### Exercise directions:
List every username that heads a post in the forum thread about Hawaii and the Caribbean.

Poverty in Hawaii doesn't bother me, but it seems to bother me a lot in other places.


----------



## DaveNV (Mar 2, 2013)

You have to factor in cultural differences, too.  Hawaii has a familiar culture and "Spirit of Aloha," etc, that we all know pretty well.  The islands in the Caribbean have a MUCH different history, both culturally and economically.  They are governed differently today, and tourists have a very different kind of experience visiting there.  Contrast the differences between Don Ho and Bob Marley.

So to answer your first question:  For me, no.  There is nothing else to compare to Hawaii.  

Dave


----------



## Blue Skies (Mar 2, 2013)

We were in Honolulu in early January 2013, went snorkeling, and thought the water was cold.  The water in the Caribbean seems much warmer for snorkeling.


----------



## slip (Mar 2, 2013)

I agree with Dave and the OP. Besides Hawaii, all the other islands I've been to,
I don't have a desire to go back. Hawaii has that Aloha that keeps me going 
Back. I also love Hawaii for all the reasons on Presley's list. I'll have to watch 
This thread to see if anyone thinks there's something like it because I'll just
Keep going back to Hawaii.


----------



## timeos2 (Mar 2, 2013)

We tried to like the Caribbean islands as much as Hawaii as it is a much shorter (and cheaper) area for us to get to & stay at. But there was no comparison. Hawaii is unique. When they coined the word paradise I believe they had Hawaii in mind.


----------



## DanaTom (Mar 2, 2013)

We've been to a dozen or so Islands in the Caribbean, and while they all seem to have unique qualities, none are the all-in package deal that Hawaii is.   With that said, after a visit to Hawaii this year, we do think it's time for a visit back to a Caribbean Island.....    St Thomas or Aruba... as we have yet to visit them.   

Aloha!


----------



## x3 skier (Mar 2, 2013)

I don't know, Honolulu always reminded me of Indianapolis with an ocean.

Kauai and the Big Island were fine but I enjoy different cultures so the Caribbean and Mexico is more to my personal liking for travel and different experiences in a tropical climate.

Cheers


----------



## Rascalsmom (Mar 2, 2013)

I much prefer St John over St Thomas for natural beauty!

Also boating and diving in the BVI's.

From our location it's 20-24 hours to Hawaii, and the additional expense and hassle of dealing with the time change hasn't been worth it for our family.   We can get to the USVI easily.  

When our children are all off to college we will probably return to Hawaii for a couples trip.


----------



## cgeidl (Mar 2, 2013)

*Vacation or adventure*

We have lived on Oahu and have made about 25 trips back to Hawaii since 1967.  We still like Oahu best even though I understand the Indianapolis comment. We go each year for about a month and spend three weeks on Oahu and one on another Island. I call this a vaction as we go back to places we have been before and repeat many past experiences.
An adventure to me is going to a new country with all the different experiences. we have seen most of the Caribbean Islands,some Pacific islands like Okinawa and Guam and several Thailand Islands.Also Sicily which is my favorite Island next to Hawaii but this is Mediteranean climate and hardly tropical although temperatures climb higher in the summer when we would not go..

### Listed entries:
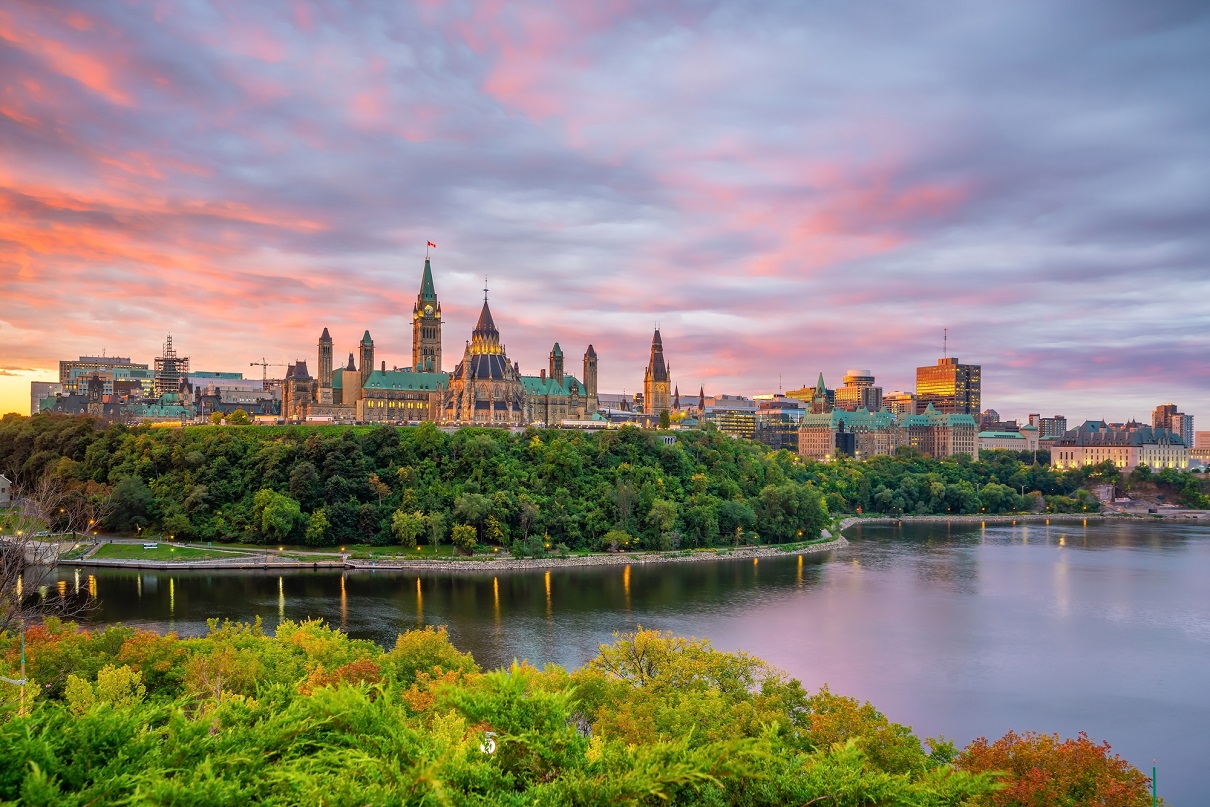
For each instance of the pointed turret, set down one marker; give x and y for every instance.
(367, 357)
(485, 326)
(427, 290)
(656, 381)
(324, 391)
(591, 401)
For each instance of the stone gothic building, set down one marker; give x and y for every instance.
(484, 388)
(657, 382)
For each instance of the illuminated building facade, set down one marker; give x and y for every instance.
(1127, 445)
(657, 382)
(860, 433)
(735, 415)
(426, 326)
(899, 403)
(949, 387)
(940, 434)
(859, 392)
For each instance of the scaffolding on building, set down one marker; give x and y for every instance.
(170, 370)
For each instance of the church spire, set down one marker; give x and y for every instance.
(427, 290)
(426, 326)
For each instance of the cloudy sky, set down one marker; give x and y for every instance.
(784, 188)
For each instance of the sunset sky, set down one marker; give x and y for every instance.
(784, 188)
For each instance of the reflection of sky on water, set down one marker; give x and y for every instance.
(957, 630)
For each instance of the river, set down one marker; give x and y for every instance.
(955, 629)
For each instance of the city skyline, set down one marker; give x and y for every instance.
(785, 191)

--

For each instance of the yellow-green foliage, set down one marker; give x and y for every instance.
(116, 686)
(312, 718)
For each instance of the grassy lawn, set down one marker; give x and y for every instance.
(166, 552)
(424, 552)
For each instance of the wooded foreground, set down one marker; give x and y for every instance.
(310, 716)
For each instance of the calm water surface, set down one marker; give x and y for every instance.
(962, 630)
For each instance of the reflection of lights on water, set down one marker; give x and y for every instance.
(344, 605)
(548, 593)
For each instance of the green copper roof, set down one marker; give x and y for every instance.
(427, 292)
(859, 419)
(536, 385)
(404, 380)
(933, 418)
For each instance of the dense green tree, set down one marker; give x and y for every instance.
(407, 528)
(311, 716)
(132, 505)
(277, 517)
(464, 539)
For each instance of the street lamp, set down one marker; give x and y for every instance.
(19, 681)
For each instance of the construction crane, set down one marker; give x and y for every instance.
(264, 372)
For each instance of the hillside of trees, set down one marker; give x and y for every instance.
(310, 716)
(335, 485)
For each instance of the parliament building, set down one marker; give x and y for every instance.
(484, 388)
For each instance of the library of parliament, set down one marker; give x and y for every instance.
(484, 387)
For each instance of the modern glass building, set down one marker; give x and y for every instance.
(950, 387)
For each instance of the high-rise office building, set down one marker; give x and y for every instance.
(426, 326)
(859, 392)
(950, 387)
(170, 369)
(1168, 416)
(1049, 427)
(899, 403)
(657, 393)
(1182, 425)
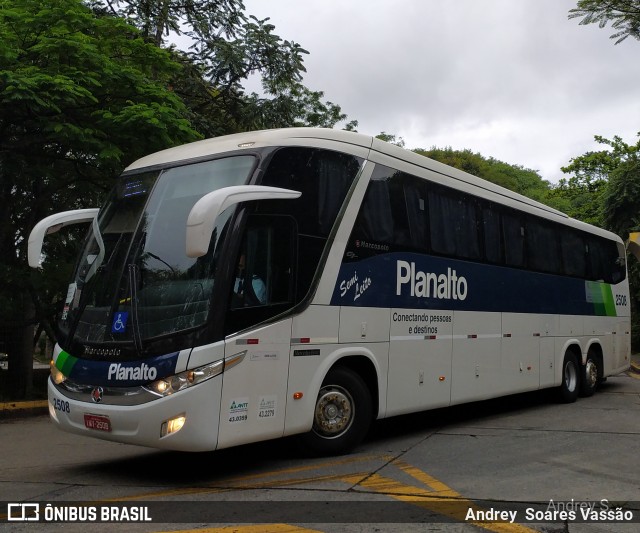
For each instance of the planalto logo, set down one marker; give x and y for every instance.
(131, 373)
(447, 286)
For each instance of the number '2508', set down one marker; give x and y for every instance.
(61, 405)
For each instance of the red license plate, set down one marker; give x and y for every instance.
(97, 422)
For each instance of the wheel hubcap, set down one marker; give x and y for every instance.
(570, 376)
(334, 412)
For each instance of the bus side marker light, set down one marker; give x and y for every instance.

...

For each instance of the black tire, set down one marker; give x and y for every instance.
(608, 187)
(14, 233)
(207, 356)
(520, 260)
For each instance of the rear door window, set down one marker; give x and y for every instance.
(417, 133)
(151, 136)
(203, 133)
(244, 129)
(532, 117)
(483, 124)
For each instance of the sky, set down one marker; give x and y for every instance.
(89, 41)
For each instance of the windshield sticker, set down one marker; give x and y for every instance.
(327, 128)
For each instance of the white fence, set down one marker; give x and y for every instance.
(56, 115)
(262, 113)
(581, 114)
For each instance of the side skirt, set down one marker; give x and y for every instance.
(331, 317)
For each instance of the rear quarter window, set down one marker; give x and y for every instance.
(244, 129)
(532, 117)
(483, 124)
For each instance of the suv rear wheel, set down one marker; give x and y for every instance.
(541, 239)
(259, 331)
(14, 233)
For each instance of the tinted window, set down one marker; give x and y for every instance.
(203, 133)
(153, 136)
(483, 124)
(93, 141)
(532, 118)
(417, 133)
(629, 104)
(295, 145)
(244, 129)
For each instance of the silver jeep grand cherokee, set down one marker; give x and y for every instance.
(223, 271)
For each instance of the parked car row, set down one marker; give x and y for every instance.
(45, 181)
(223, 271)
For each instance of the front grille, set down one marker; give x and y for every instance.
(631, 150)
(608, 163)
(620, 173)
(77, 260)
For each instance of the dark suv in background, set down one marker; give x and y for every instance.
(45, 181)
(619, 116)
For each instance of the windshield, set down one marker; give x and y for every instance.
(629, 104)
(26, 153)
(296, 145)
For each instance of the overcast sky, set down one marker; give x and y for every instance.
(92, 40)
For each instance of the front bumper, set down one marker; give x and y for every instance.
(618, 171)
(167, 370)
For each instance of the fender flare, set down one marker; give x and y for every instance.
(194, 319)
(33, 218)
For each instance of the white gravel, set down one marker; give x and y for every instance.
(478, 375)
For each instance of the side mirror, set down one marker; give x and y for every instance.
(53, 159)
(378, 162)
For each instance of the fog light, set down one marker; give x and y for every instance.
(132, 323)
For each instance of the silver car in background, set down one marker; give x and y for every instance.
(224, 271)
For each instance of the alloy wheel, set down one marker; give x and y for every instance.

### Answer to the problem:
DaveNV, Blue Skies, slip, timeos2, DanaTom, x3 skier, Rascalsmom, cgeidl